— START RECORDS PROVIDED —

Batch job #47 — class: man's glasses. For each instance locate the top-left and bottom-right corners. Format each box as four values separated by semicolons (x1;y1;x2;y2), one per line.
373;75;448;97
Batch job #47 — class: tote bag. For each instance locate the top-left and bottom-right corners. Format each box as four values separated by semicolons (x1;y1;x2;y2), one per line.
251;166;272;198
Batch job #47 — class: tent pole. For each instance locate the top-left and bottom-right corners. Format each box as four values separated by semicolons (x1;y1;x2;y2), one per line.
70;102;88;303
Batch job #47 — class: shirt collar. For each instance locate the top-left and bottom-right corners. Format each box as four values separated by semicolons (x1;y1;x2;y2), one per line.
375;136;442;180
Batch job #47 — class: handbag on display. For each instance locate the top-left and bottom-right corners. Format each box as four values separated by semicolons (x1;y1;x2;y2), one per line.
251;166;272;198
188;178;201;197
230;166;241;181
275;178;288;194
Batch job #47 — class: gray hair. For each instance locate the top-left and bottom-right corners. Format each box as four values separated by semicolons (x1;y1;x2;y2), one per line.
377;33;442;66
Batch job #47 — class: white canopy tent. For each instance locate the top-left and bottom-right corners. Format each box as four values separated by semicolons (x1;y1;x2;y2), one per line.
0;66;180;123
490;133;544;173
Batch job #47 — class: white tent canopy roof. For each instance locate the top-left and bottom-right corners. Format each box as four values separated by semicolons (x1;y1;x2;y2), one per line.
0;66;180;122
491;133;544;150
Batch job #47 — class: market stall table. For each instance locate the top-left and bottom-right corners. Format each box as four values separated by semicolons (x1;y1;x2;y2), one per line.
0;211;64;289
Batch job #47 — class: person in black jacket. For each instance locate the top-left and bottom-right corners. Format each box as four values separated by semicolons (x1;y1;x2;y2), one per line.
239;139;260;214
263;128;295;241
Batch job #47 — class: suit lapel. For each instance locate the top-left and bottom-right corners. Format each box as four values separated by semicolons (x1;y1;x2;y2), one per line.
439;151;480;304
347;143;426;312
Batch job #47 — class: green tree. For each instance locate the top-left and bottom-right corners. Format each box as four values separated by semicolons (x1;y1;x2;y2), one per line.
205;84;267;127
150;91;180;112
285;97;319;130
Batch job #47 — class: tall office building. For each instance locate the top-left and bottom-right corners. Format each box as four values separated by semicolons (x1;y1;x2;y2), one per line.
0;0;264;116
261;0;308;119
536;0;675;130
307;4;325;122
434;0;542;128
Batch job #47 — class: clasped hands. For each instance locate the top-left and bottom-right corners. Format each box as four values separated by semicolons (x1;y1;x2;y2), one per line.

— END RECORDS PROVIDED —

TASK TO COMPLETE: Copy out the records above word for word, from the line containing "Batch job #47 — class: tent" down to the line containing "70;102;88;303", including both of those lines.

ANSWER TO THIS TASK:
Batch job #47 — class: tent pole. For each instance locate the top-left and bottom-right corners. Format each box as four values separated by semicolons (x1;y1;x2;y2), one per line.
70;102;88;303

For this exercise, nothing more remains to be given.